§ **Directions**
a) Answer these questions about the passage on donor sperm, each on its own line:
(i) How many babies are born from donated sperm each year in the UK?
(ii) How long must a woman under 35 have tried to get pregnant before the specialist advice applies to her?
(iii) What downside of going to a fertility clinic does the passage name?
b) Reproduce everything in the passage on donor sperm from "Seeking a fertility" down to "with the treatment.".

Did you know that almost 1,300 babies are successfully born from donated sperm each year in the UK alone?
There are many reasons why families and even individuals are quite keen on the idea of using donated sperm, but while there’s a high demand for it, there are still so many factors to think about before making a decision.
Seeking a fertility specialist can be beneficial for some reasons. For one, he/she can assist women and provide recommended courses of action to resolve fertility and reproductive health issues. This is applicable for women over 35 who can’t get pregnant even after six months of trying; those under 35 who can’t get pregnant after a year of trying; or women who’ve had cases of miscarriage more than once.
Where to look for sperm donors
In looking for sperm donors, here are the two common ways to go about it:
1. Going to a fertility clinic. Fertility clinics usually have their very own bank of frozen sperm donated by anonymous donors. The downside to this is that there’s a waiting list. Since the donor sperm waiting lists can differ in each fertility clinic, you may want to check with several of them first before proceeding with the treatment.

§ **Source information**

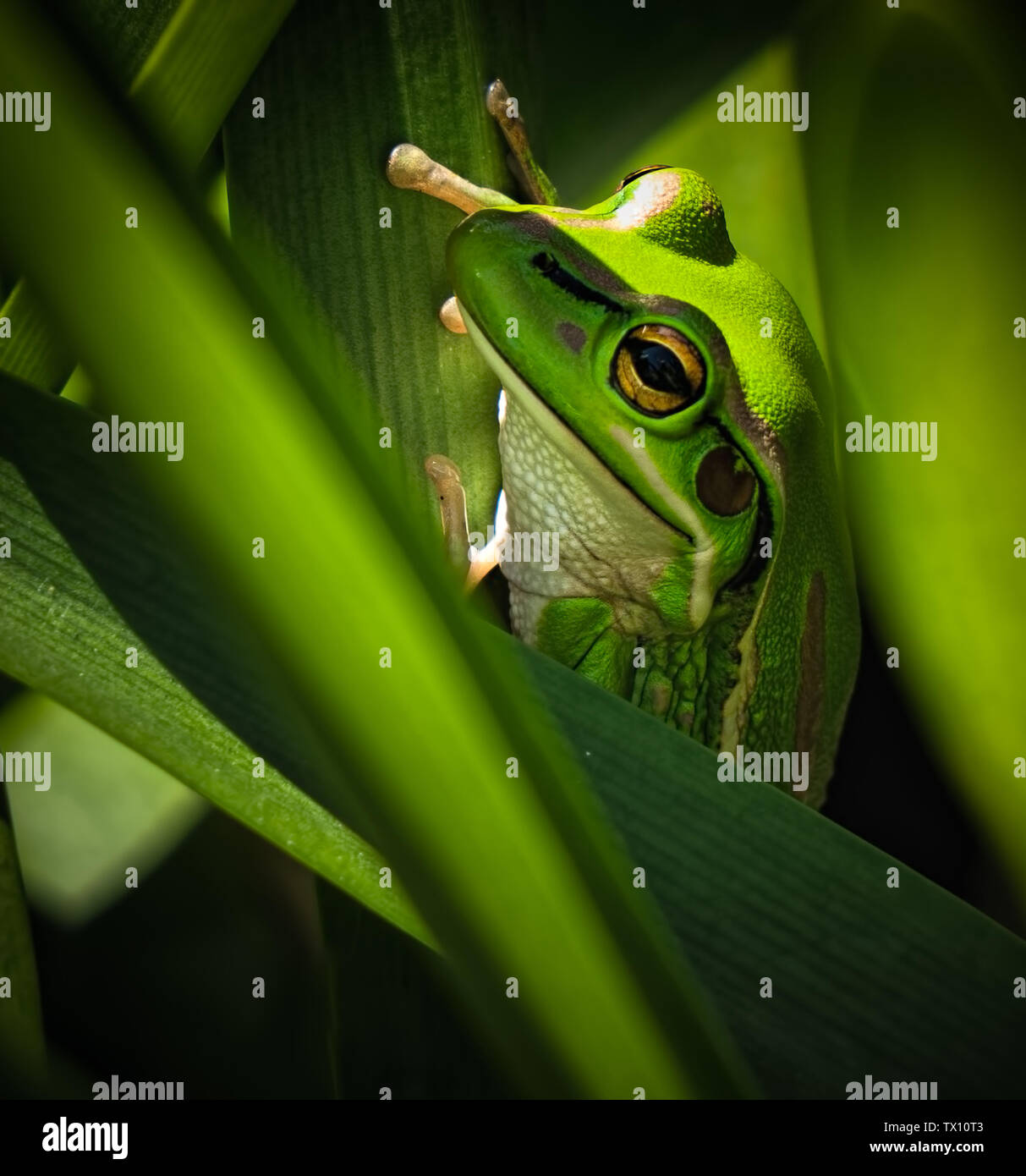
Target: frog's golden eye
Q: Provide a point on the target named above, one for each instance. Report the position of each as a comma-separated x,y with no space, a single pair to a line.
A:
658,370
640,171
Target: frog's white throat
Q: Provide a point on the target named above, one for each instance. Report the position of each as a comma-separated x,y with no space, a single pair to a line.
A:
612,546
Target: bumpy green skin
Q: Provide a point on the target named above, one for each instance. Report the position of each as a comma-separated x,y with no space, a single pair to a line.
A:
760,654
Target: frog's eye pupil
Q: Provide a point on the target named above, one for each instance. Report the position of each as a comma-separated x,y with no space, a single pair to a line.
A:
640,171
658,367
658,370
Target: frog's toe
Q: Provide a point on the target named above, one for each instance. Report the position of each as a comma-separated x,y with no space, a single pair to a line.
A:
452,317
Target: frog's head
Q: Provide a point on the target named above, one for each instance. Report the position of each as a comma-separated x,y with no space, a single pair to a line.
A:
681,364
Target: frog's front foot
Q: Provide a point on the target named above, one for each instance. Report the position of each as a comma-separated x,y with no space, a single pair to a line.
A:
474,563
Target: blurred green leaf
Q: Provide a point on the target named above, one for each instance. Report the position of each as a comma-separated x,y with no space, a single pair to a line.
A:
518,875
21,1042
184,85
916,114
868,979
60,634
106,810
307,193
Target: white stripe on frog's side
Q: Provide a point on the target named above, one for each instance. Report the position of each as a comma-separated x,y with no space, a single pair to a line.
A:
700,603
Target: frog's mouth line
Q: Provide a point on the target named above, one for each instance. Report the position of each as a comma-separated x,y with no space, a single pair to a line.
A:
560,431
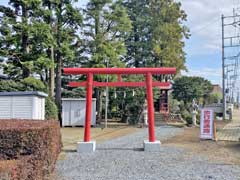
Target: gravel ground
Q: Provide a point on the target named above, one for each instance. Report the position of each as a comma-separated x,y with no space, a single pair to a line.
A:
123,158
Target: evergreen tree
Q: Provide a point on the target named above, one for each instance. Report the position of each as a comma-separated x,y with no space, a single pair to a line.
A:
65,21
106,27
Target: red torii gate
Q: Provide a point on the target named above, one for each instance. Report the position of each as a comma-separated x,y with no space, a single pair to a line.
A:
89,84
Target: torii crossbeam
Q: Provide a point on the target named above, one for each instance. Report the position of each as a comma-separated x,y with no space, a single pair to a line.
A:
89,84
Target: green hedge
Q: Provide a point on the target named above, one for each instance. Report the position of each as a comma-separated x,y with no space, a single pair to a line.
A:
51,110
28,149
31,84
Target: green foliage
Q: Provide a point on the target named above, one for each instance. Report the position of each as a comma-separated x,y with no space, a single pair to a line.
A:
27,84
188,88
74,93
33,84
107,25
214,98
51,111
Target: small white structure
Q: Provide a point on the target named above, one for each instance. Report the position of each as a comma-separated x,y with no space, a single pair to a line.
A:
74,110
22,105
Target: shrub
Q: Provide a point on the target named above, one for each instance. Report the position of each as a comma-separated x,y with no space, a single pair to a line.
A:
51,110
28,149
10,85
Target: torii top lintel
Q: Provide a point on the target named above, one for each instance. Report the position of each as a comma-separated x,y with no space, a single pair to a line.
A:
163,70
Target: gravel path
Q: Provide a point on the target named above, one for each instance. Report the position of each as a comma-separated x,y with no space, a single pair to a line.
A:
123,158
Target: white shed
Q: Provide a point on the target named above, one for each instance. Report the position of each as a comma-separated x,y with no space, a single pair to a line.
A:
22,105
74,110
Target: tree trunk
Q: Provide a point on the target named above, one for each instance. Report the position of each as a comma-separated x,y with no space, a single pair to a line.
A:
24,38
58,95
52,75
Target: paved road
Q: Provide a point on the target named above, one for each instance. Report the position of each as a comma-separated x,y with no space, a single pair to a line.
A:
231,132
123,159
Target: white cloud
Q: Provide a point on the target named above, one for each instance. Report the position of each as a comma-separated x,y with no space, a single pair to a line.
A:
204,21
214,75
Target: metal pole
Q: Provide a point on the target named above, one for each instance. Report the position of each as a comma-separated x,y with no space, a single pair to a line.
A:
223,72
88,107
150,107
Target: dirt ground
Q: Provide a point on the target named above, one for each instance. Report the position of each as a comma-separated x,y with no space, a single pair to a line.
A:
221,152
72,135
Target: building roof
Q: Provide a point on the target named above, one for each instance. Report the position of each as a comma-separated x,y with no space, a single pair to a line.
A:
24,93
217,89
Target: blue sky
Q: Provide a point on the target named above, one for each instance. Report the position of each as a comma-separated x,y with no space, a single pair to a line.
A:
204,47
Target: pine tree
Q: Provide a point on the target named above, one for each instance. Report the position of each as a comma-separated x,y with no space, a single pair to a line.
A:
168,33
65,20
138,43
106,27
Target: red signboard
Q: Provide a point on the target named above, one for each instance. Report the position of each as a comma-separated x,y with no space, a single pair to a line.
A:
206,124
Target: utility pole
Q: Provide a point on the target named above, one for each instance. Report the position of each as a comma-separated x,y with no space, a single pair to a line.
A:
106,100
223,72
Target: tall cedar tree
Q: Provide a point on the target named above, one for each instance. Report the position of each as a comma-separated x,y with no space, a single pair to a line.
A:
24,38
106,27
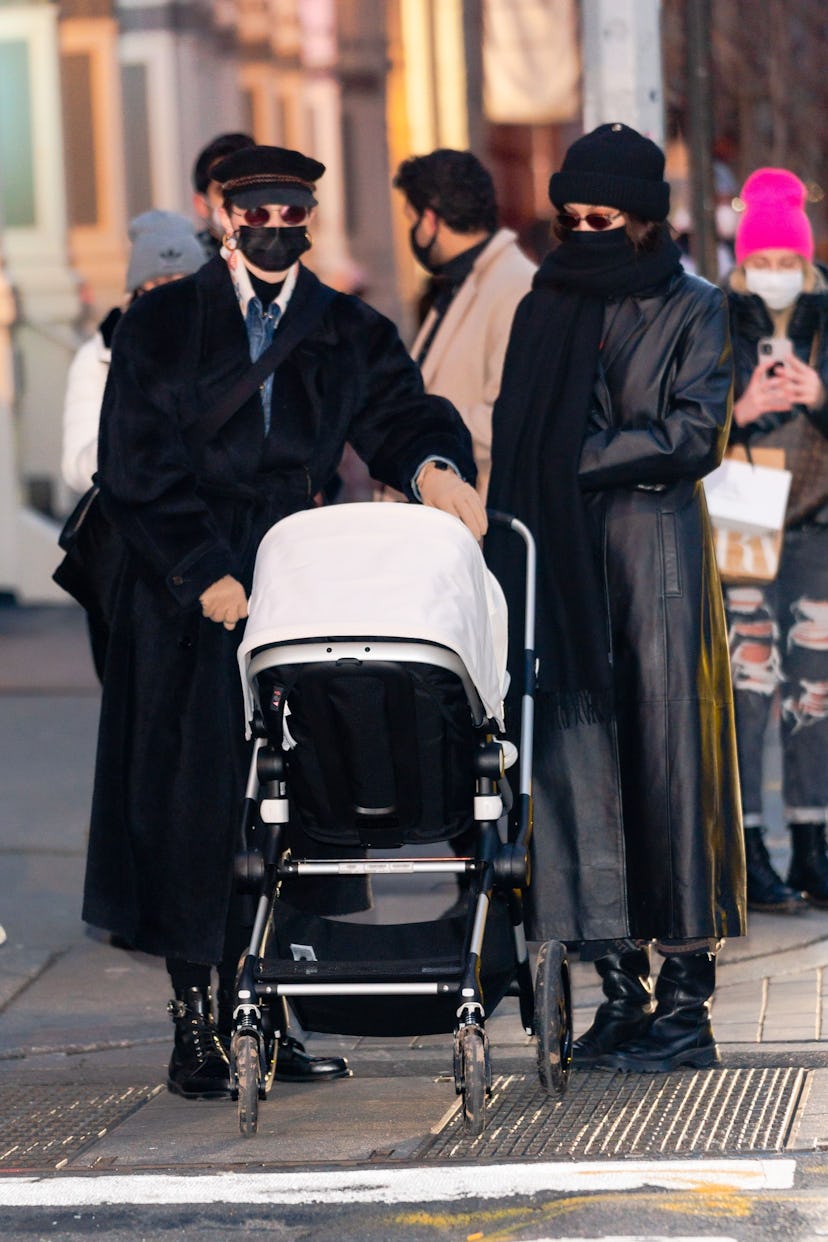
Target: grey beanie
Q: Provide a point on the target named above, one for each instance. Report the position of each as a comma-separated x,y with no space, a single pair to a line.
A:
163,244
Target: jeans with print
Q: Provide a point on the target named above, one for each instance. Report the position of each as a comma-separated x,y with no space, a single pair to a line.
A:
778,640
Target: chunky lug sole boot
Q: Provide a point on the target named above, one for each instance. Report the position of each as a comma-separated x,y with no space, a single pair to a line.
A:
680,1032
627,1010
808,870
766,891
199,1066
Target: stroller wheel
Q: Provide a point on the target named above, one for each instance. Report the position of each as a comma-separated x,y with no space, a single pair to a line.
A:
553,1017
472,1047
247,1073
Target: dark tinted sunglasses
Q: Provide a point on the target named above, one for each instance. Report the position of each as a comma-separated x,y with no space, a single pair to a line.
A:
595,220
282,216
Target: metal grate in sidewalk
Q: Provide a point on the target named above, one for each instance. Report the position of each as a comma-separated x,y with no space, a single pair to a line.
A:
607,1114
46,1130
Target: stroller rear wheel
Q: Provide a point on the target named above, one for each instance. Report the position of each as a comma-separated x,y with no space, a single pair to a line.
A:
473,1077
553,1017
247,1072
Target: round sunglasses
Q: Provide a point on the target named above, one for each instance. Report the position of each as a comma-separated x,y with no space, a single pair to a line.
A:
282,216
596,220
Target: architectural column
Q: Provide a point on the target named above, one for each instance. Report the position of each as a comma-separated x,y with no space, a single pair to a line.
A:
622,65
93,129
34,215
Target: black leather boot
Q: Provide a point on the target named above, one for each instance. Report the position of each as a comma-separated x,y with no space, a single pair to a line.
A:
808,862
293,1065
627,1010
680,1032
766,891
199,1066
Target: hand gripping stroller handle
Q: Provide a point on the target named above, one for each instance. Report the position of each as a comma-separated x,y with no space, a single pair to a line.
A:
528,698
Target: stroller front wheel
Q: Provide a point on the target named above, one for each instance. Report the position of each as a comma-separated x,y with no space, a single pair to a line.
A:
247,1072
474,1078
553,1017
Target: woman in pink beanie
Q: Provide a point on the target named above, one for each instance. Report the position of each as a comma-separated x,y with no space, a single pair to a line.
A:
778,634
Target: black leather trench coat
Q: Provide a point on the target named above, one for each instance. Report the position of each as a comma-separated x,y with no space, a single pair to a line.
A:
171,759
638,822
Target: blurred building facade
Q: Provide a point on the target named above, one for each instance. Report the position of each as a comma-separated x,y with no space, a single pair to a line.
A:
104,104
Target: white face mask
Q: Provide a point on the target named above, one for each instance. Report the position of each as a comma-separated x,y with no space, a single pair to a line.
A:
777,290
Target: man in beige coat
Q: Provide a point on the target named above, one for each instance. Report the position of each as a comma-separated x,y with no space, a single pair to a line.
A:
478,277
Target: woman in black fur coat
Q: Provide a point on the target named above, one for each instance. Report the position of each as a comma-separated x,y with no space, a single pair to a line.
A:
191,503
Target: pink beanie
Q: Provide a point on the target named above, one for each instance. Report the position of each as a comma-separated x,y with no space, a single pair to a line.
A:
774,215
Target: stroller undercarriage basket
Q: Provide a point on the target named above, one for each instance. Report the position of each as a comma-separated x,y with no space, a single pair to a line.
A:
378,743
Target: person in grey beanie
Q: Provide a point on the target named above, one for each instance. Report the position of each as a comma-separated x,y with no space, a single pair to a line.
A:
163,249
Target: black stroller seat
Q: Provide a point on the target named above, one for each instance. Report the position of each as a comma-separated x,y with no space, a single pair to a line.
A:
382,752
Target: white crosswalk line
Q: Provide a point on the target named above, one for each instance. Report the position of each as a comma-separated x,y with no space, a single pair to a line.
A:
432,1184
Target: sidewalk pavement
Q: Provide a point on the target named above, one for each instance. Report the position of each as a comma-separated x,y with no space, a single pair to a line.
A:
76,1011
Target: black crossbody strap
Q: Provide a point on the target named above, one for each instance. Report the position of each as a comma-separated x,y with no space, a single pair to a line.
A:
204,426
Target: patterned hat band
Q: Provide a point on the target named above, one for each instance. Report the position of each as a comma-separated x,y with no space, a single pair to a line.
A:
253,179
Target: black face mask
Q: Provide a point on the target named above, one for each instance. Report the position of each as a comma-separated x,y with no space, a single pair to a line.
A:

§ **Your responses**
a)
(i) Almost 1,300.
(ii) A year.
(iii) There's a waiting list.

b)
Seeking a fertility specialist can be beneficial for some reasons. For one, he/she can assist women and provide recommended courses of action to resolve fertility and reproductive health issues. This is applicable for women over 35 who can’t get pregnant even after six months of trying; those under 35 who can’t get pregnant after a year of trying; or women who’ve had cases of miscarriage more than once.
Where to look for sperm donors
In looking for sperm donors, here are the two common ways to go about it:
1. Going to a fertility clinic. Fertility clinics usually have their very own bank of frozen sperm donated by anonymous donors. The downside to this is that there’s a waiting list. Since the donor sperm waiting lists can differ in each fertility clinic, you may want to check with several of them first before proceeding with the treatment.